Exercise →
Can you rewrite every line of the items below as a JSON list of strings, one string per line, with blank lines left out and the pictures omitted?
□ □ □ □ □ □ □
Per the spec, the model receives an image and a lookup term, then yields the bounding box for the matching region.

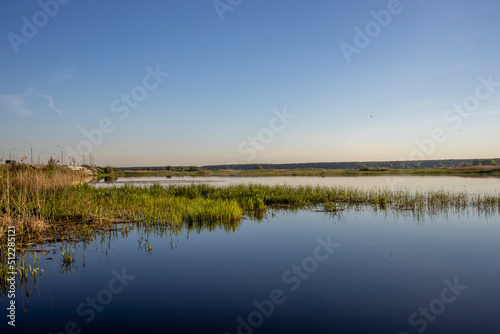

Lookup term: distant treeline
[117,158,500,172]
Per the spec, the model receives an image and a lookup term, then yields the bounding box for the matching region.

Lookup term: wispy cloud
[0,87,64,116]
[472,110,500,116]
[0,92,33,116]
[40,93,64,116]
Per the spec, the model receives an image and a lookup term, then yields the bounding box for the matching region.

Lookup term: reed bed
[0,166,500,239]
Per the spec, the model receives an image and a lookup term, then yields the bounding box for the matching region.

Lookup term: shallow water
[95,175,500,194]
[0,207,500,333]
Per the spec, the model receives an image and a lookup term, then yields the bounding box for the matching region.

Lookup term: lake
[0,176,500,334]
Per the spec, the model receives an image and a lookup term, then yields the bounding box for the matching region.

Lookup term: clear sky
[0,0,500,166]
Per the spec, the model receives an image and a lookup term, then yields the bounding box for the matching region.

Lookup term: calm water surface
[95,175,500,194]
[0,177,500,334]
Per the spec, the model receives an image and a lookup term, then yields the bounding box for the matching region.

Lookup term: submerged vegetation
[0,166,500,241]
[0,165,500,294]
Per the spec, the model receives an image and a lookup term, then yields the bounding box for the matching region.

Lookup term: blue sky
[0,0,500,166]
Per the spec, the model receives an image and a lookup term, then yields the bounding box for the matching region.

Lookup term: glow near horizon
[0,0,500,166]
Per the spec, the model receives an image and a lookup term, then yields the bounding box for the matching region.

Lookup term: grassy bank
[0,166,500,241]
[0,165,500,292]
[114,167,500,177]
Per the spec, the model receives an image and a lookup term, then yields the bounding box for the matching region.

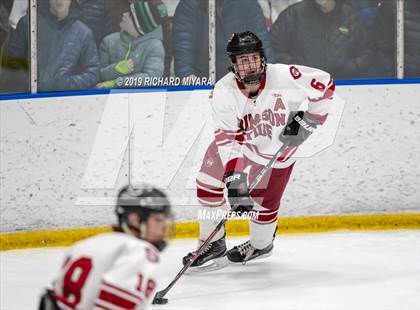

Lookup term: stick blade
[152,297,168,305]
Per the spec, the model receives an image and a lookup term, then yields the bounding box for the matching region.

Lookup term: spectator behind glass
[373,0,420,77]
[172,0,273,82]
[76,0,112,46]
[4,0,99,91]
[96,0,168,88]
[270,0,372,79]
[9,0,29,29]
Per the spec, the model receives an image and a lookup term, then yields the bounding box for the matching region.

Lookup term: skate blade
[229,251,273,265]
[185,255,229,275]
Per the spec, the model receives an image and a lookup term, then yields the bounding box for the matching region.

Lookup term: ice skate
[182,236,229,273]
[227,240,273,264]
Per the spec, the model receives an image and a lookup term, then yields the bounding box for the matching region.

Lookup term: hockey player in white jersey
[183,31,335,268]
[39,185,170,310]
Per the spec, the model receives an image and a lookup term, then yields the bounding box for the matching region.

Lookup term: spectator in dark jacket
[77,0,112,46]
[5,0,100,91]
[373,0,420,77]
[270,0,372,79]
[173,0,272,80]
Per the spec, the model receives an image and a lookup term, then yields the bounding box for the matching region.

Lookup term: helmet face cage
[231,51,266,85]
[227,31,266,85]
[115,185,171,250]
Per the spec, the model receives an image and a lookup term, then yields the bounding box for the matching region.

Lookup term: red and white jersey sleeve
[210,82,244,172]
[94,242,159,309]
[289,65,335,124]
[53,232,159,310]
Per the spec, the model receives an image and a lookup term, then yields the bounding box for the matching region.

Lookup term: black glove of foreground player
[279,111,321,146]
[224,171,254,213]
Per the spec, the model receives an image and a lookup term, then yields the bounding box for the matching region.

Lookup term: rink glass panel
[0,0,31,94]
[0,0,420,93]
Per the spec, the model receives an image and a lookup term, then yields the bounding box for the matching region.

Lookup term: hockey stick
[153,144,290,304]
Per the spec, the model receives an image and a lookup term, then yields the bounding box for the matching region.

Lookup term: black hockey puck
[153,298,168,305]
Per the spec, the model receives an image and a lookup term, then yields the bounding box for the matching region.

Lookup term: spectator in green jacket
[96,0,167,88]
[270,0,373,79]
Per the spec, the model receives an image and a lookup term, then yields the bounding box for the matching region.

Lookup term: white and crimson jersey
[49,232,159,310]
[211,64,335,171]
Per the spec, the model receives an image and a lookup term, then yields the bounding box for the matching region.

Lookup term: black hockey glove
[224,171,254,213]
[279,111,321,146]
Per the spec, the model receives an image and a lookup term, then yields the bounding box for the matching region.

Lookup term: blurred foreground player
[183,31,334,269]
[39,185,170,310]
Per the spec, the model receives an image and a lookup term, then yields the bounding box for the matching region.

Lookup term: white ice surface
[0,230,420,310]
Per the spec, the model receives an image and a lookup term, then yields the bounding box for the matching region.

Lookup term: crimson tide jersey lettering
[211,64,335,171]
[53,232,159,309]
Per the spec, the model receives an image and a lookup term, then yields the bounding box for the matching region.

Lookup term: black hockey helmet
[226,31,266,85]
[115,184,171,250]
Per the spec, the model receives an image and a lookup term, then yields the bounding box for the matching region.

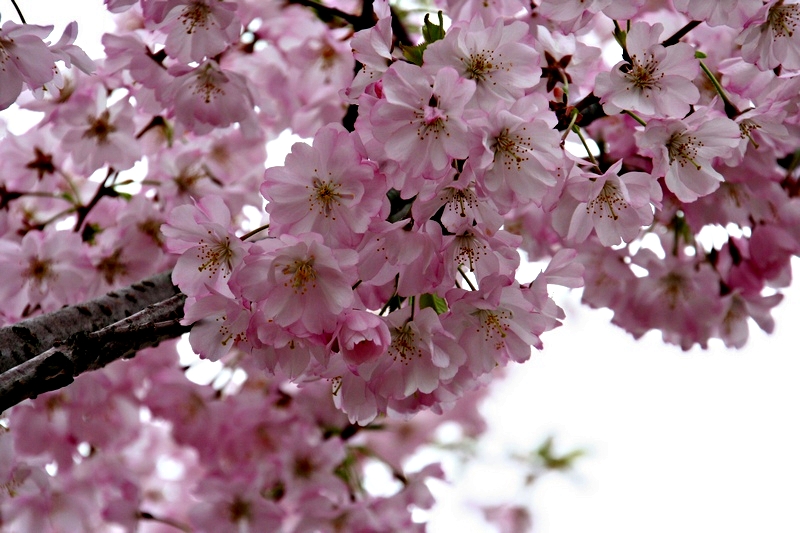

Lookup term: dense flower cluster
[0,0,800,533]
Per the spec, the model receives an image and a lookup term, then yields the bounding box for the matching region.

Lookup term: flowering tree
[0,0,800,532]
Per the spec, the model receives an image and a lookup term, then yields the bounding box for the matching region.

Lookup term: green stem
[458,267,478,291]
[572,126,600,170]
[622,109,647,126]
[239,224,269,241]
[699,61,742,119]
[11,0,27,24]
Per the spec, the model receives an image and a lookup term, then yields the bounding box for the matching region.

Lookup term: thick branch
[0,272,179,372]
[0,294,190,412]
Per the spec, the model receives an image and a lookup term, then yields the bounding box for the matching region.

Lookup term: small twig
[11,0,27,24]
[0,272,179,372]
[0,294,190,412]
[661,20,700,47]
[139,511,192,533]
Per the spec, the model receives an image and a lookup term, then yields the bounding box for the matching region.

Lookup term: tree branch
[0,272,179,372]
[0,293,191,412]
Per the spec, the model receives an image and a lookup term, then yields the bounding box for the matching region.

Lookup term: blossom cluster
[0,0,800,532]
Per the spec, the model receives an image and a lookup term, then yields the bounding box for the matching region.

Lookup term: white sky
[432,261,800,533]
[9,0,800,533]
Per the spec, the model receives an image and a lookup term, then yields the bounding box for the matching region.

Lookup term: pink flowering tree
□ □ □ □ □ □ □
Solution to this task →
[
  "Per the spec, the model receives an image and a lookup term, then yields the bounding box for the matching region.",
  "Lookup term: distant treeline",
  "[117,158,500,172]",
  "Per the spec, the model receives an image and a lookup term, then yields the bounding box for the matching region.",
  "Lookup term: wispy cloud",
  "[0,87,64,116]",
  "[472,110,500,116]",
  "[0,92,33,116]",
  "[40,93,64,116]",
  "Per the spec, the model receives an image and a lookup term, then yields the bounding box for the matching region.",
  "Lookup term: reed bed",
  "[0,166,500,239]",
  "Per the spec, the model receives an image and a lookup term, then yields the bounding box for the matching region.",
  "Lookup term: shallow water",
  "[95,175,500,194]",
  "[0,207,500,333]",
  "Per the spec, the model receives an image and a lookup term, then yields the bounding box for the matching region.",
  "Lookup term: lake",
  "[0,176,500,334]",
  "Per the spec, the model receives an image and a lookup term, then yields the bounding box for the matching region.",
  "Lookup term: clear sky",
  "[0,0,500,166]",
  "Per the spec, the model receives an image and a lookup term, then yields the bounding box for the matching region.",
  "Lookup term: calm water surface",
  "[95,175,500,194]",
  "[0,177,500,334]",
  "Per the spec, the model receives an image and a lookup term, then yields the bounding box for the matching region.",
  "Lookup term: submerged vegetation",
  "[0,166,500,241]",
  "[0,165,500,294]",
  "Per the spec, the model receives an image and a lookup term, then yields the bounding box for the matching region.",
  "Lookup term: blue sky",
  "[0,0,500,166]",
  "Per the spec, the model receives an image and a lookup term, then yields the bounding box for the matching region.",
  "Lookup term: glow near horizon",
  "[0,0,500,166]",
  "Per the spec, the model receives an image and a lookup term, then yields the bounding box for the matching region.",
  "Lookup term: grassy bank",
  "[0,166,500,241]",
  "[0,165,500,292]",
  "[114,167,500,177]",
  "Per the spec, the model receives an image and a lookup term, then yields the bounding box for the matching region.",
  "Lookup term: stick blade",
  "[152,297,168,305]",
  "Per the spec, the model receives an image and a lookup term, then yields the bounding box for the matching region.",
  "Lookup term: spectator behind glass",
  "[373,0,420,77]",
  "[172,0,273,82]",
  "[76,0,112,46]",
  "[4,0,99,91]",
  "[96,0,168,88]",
  "[270,0,372,79]",
  "[9,0,29,29]",
  "Per the spec, the model receives an image and a lookup term, then yields the bounding box for the matching region.",
  "Lookup term: skate blade",
  "[229,251,273,265]",
  "[185,255,229,275]",
  "Per the spec, the model receives an image and a lookup term, then yields the bounding box for the matching region.",
  "Lookup term: ice skate",
  "[182,236,229,273]",
  "[227,240,273,264]",
  "Per the spec, the model receives an image and a lookup term, then yields the bounding box for the matching region.",
  "Lookup term: hockey player in white jersey",
  "[183,31,335,268]",
  "[39,185,170,310]",
  "Per the spec, the model receives an image and a lookup term, then yields the bounding box for the matching region.",
  "Lookup term: spectator in dark jacket",
  "[77,0,112,46]",
  "[5,0,100,91]",
  "[373,0,420,77]",
  "[270,0,372,79]",
  "[173,0,272,80]",
  "Per the spec, the model receives an image and a lookup term, then yields the bounding box for the matching region.",
  "Lookup term: helmet face cage",
  "[231,51,266,85]",
  "[227,31,266,85]",
  "[115,185,171,250]",
  "Per the spec, the model receives an image and a lookup term, then yields the bounding box for the matching region.",
  "Lookup term: red and white jersey sleeve",
  "[210,82,244,172]",
  "[94,242,159,309]",
  "[289,65,335,124]",
  "[53,232,159,310]",
  "Per the spec, the model receives an image and a lookup term, then yields the bounding box for the matching region.",
  "Lookup term: black glove of foreground player",
  "[279,111,321,146]",
  "[224,171,254,213]",
  "Per the spec, the model receives an image and a lookup term, then yields the bounding box for the matching region.",
  "Lookup term: rink glass panel",
  "[0,0,31,94]",
  "[0,0,420,93]",
  "Per the spec, the model receives an image and a lookup term, then yields the bounding box for the matching region.",
  "Lookup term: hockey stick",
  "[153,144,290,304]",
  "Per the spec, the model receives an image and a lookup term, then yields the bounding box for the matching region.",
  "Lookup term: black hockey puck",
  "[153,298,168,305]",
  "Per the spec, the model receives an image and a lookup term, then yields the bounding box for the matching region.",
  "Lookup term: spectator in green jacket",
  "[96,0,167,88]",
  "[270,0,373,79]",
  "Per the spec, the model receives an image and a lookup term, then yields the bounding box for the matching region.",
  "Lookup term: white and crimson jersey",
  "[49,232,159,310]",
  "[211,64,335,171]",
  "Per the spec, the model receives an image and a lookup term, then yields the bounding box for the matching region.",
  "Lookup term: black hockey glove",
  "[224,171,254,213]",
  "[279,111,321,146]",
  "Per the spec, the model receives an image and a lookup term, then yields the bounding box for the matching region.",
  "Lookup term: blurred foreground player",
  "[183,31,334,269]",
  "[39,185,170,310]",
  "Per the spec, the model receives an image and a lookup term, then yields the bounding box for the matching region.",
  "Lookup term: white ice surface",
  "[0,230,420,310]",
  "Per the spec, the model receives an image and a lookup term, then yields the bounding box for the matching region.",
  "Lookup term: crimson tide jersey lettering",
  "[211,64,335,171]",
  "[53,232,159,309]",
  "Per the spec, the model receives an image and a lookup term, then yields the bounding box for the matching region.",
  "Lookup term: black hockey helmet",
  "[226,31,266,85]",
  "[115,184,171,250]",
  "Per the spec, the model receives an image and a lookup term, then yields the bounding box for the matching region.",
  "Lookup term: dense flower cluster",
  "[0,0,800,533]",
  "Per the spec, the model receives an image and a lookup term, then yields the bounding box for the matching region.",
  "Lookup term: flowering tree",
  "[0,0,800,532]",
  "Per the spec, the model receives an image and a lookup term, then yields the bounding box for the matching region.",
  "Lookup term: green stem",
  "[458,267,478,291]",
  "[572,126,600,170]",
  "[622,109,647,126]",
  "[239,224,269,241]",
  "[699,61,742,119]",
  "[11,0,27,24]",
  "Per the spec, the model receives an image and a lookup term, then yields the bounding box for the matching region.",
  "Lookup term: thick branch",
  "[0,272,179,372]",
  "[0,294,190,412]",
  "Per the spec, the model receives an image and a lookup term, then yields the bounding box for the matching region.",
  "Lookup term: small twig",
  "[11,0,27,24]",
  "[0,272,179,372]",
  "[0,294,190,412]",
  "[661,20,700,47]",
  "[139,511,192,533]",
  "Per the spec, the model receives an image and a lookup term, then yields the bounding box for the matching region.",
  "Lookup term: tree branch",
  "[0,272,179,372]",
  "[0,293,191,412]",
  "Per the spec, the model receives an image and a lookup term, then yields the bounding box for the matching region.",
  "Lookup term: blossom cluster",
  "[0,0,800,532]",
  "Per the spec, the model receives an image and a lookup term, then yields the bounding box for the matching region.",
  "Lookup term: white sky",
  "[432,261,800,533]",
  "[9,0,800,533]",
  "Per the spec, the model receives an image and a lookup term, then yields the bounding box for the matching region.",
  "Lookup term: pink flowering tree"
]